▸ Given task: Please reproduce the material below word for word, keeping every line in its original order.

··· Data in this exercise ···

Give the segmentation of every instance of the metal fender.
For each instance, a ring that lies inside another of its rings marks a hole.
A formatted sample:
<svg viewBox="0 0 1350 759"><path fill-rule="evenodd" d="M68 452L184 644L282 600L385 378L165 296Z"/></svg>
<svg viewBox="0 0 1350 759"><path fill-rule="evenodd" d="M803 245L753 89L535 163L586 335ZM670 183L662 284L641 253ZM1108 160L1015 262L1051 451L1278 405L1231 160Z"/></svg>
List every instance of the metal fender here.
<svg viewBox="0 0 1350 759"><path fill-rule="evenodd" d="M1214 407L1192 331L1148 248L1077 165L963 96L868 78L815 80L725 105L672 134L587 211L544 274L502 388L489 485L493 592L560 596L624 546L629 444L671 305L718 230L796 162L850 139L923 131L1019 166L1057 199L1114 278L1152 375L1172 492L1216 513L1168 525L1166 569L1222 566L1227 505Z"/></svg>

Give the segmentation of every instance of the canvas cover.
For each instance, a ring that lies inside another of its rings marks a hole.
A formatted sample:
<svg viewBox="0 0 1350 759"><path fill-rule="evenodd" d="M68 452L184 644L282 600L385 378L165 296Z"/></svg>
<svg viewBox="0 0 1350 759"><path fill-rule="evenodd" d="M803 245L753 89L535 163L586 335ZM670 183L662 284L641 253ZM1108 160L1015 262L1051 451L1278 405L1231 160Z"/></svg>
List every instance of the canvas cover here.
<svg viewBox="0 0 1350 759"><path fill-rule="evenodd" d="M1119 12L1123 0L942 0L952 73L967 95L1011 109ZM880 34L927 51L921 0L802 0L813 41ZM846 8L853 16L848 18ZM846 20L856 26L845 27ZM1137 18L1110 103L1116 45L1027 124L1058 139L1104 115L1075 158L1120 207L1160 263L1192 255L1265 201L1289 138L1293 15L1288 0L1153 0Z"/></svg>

···

▸ Solution to this problem:
Give the segmentation of every instance of the metal fender.
For each instance, a ring that lies inside another of its rings marks a hole.
A formatted sample:
<svg viewBox="0 0 1350 759"><path fill-rule="evenodd" d="M68 452L184 644L282 600L385 378L165 296Z"/></svg>
<svg viewBox="0 0 1350 759"><path fill-rule="evenodd" d="M803 245L753 89L535 163L586 335ZM670 183L662 284L641 253ZM1108 160L1015 262L1051 451L1278 405L1231 160Z"/></svg>
List every instance of the metal fender here.
<svg viewBox="0 0 1350 759"><path fill-rule="evenodd" d="M1214 407L1192 331L1148 248L1077 165L963 96L868 78L815 80L725 105L672 134L587 211L544 274L502 388L489 485L493 592L560 596L624 546L629 444L671 305L718 230L796 162L850 139L923 131L1019 166L1057 199L1114 278L1152 375L1172 492L1216 513L1168 525L1166 569L1222 566L1227 505Z"/></svg>

Give the segmentation of every instance of the canvas cover.
For each instance, a ring that lies inside another of its rings marks a hole.
A formatted sample:
<svg viewBox="0 0 1350 759"><path fill-rule="evenodd" d="M68 452L184 644L282 600L385 378L165 296Z"/></svg>
<svg viewBox="0 0 1350 759"><path fill-rule="evenodd" d="M803 245L753 89L535 163L586 335ZM670 183L662 284L641 253ZM1108 160L1015 262L1051 451L1278 405L1231 160Z"/></svg>
List every instance of the canvas cover here.
<svg viewBox="0 0 1350 759"><path fill-rule="evenodd" d="M1119 12L1123 0L942 0L952 73L967 95L1011 109ZM880 34L927 51L921 0L802 0L813 41ZM846 8L853 16L848 18ZM846 20L856 26L845 27ZM1137 18L1110 103L1116 45L1027 124L1058 139L1104 115L1075 158L1120 207L1160 263L1192 255L1265 201L1289 138L1293 15L1288 0L1153 0Z"/></svg>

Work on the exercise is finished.